News
New Core Units, Python 3.13+ Support, Zing unwinding, and Major Performance Tweaks


Joel Höner
13 mins read
•
We’ve been heads down shipping new features for a while now, but haven’t shared much along the way. To change that, we’re launching a new blog post series where we want to show interesting updates on the product.
This first article in that series covers major feature releases including CPU & GPU metrics, intuitive core-based units, Python 3.13/3.14 profiling support, Zing unwinding, significant profiler performance optimizations, and backend scaling improvements for large deployments.
Absolute CPU usage
Customers often asked for a way to view CPU usage not just relative to other workloads on the system, but also in terms of the total available compute across their clusters.
For example, imagine a simple setup where your cluster runs only two things: Envoy as a proxy and your service. The total load is the sum of CPU cycles consumed by both: T = E + S = 100%.
Now, if Envoy starts consuming fewer CPU cycles, your service appears to take up a larger part of the total, even though its actual usage hasn’t changed at all. This used to confuse a lot of people.
We’ve now introduced an absolute CPU % mode where usage percentages
directly correspond to what you’d see in tools like btop
.
For example: if your cluster has 2 machines with 8 cores each, and your profiled service uses 4 cores on each machine, you’ll correctly see 50% CPU usage assigned to your service.
This approach is much more intuitive, especially in smaller clusters.
To achieve this, we now record both actively used CPU cycles and idle ones. As a bonus, this shows you how many cycles your machines spend idling — a useful indicator that some machines may be underprovisioned (perhaps due to poor K8S node affinity configuration).
Technically, this was much harder to implement than it appears. Both the OTel profiling protocol and our custom protocol were designed to only send stack traces during active work periods. On a completely idle machine, no gRPC requests would be sent at all.
After exploring various approaches, we settled on sending stack traces with idle frames for these inactive periods.
We also rewrote our query-time event sampling approach from scratch to handle
heavy-tailed event count distributions. CPU events usually have the same weight
(1.0
), but idle frames are aggregated and often have much higher counts than
normal events.
_ _ _
▶ [Short exercise A]:
Decide whether each statement agrees with the article on CPU usage, and answer yes or no, quoting the words of the article that decide it. (i) In the absolute CPU % mode, usage percentages match what tools like btop show. (ii) Under the original protocols, a completely idle machine still sent occasional gRPC requests. (iii) Idle frames usually have lower counts than normal events.
▶ [Short exercise B]:
Answer these questions from the article on CPU usage:
(i) Who is named as the author?
(ii) For a cluster of 2 machines with 8 cores each, where a service uses 4 cores on each machine, what CPU usage is shown for the service?
(iii) What is sent for inactive periods?
The items that follow come from a different source than the article.

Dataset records
_ _ _
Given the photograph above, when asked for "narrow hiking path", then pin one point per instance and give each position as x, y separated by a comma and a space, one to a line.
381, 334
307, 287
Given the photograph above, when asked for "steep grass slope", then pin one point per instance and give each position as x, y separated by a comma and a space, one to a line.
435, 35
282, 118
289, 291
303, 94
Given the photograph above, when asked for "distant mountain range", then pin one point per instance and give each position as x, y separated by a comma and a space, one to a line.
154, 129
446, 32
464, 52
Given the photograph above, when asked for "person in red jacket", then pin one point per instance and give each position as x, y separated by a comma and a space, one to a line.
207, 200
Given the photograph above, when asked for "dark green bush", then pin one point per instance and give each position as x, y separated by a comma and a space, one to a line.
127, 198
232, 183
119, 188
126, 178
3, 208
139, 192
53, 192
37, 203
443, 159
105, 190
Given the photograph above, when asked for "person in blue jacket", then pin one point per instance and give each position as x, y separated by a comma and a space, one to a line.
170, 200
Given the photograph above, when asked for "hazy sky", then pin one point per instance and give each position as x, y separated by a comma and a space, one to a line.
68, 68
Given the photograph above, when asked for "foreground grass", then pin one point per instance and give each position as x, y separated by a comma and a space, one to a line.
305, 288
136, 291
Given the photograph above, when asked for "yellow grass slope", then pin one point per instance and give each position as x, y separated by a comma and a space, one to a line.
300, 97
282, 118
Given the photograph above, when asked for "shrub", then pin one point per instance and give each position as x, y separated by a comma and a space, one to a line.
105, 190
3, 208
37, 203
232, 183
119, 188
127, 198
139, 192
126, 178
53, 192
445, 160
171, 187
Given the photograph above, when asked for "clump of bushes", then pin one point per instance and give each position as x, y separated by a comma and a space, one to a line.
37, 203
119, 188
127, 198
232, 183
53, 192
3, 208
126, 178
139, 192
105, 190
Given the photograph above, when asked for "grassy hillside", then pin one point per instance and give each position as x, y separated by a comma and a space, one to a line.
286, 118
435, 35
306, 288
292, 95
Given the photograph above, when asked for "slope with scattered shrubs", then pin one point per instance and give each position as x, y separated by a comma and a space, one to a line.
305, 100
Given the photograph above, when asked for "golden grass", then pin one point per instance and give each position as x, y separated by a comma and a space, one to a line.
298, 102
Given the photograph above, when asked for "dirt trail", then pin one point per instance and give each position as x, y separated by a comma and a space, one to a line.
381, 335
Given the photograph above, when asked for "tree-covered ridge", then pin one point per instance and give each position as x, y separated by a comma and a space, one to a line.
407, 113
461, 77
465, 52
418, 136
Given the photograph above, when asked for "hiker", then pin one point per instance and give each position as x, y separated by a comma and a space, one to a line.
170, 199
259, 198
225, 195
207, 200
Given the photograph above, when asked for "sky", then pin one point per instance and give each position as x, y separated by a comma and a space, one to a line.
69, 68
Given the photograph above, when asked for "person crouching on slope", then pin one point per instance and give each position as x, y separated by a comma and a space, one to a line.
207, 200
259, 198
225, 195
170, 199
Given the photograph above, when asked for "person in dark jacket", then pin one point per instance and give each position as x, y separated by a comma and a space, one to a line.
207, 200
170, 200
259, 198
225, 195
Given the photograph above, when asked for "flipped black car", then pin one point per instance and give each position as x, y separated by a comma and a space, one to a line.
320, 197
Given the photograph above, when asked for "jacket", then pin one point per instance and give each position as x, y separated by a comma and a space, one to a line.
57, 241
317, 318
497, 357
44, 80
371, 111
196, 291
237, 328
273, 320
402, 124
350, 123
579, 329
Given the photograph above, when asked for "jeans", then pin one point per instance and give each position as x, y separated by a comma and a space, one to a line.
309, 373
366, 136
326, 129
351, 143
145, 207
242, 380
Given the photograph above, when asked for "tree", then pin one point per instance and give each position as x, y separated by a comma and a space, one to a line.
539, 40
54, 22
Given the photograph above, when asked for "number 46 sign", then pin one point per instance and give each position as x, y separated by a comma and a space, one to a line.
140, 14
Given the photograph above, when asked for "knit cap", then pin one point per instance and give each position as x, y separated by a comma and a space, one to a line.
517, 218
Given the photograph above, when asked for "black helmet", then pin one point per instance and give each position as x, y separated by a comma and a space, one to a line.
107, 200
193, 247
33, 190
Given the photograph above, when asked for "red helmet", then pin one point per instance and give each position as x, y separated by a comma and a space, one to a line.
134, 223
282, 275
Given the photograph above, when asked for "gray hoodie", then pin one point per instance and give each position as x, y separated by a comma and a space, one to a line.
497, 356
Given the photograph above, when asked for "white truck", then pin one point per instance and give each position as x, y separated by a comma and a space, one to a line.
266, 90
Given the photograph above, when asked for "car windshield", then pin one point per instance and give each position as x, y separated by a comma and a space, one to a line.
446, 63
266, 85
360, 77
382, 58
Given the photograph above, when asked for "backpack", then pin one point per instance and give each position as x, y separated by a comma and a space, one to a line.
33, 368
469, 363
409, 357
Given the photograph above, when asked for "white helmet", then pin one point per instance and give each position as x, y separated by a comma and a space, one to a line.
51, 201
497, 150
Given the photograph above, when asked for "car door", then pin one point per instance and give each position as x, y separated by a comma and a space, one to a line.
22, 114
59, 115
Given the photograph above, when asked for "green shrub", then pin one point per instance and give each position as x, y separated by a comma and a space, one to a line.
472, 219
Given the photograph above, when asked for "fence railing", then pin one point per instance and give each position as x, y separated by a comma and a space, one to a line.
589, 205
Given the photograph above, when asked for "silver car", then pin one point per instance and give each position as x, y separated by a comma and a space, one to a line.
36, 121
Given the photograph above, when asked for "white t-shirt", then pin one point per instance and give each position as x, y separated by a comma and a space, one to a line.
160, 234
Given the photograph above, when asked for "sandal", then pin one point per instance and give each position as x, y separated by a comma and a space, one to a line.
_ _ _
▶ [Complete response A]:
(i) Yes: "directly correspond to what you’d see in tools like btop"
(ii) No: "On a completely idle machine, no gRPC requests would be sent at all."
(iii) No: "idle frames are aggregated and often have much higher counts than"

▶ [Complete response B]:
(i) Joel Höner
(ii) 50%
(iii) Stack traces with idle frames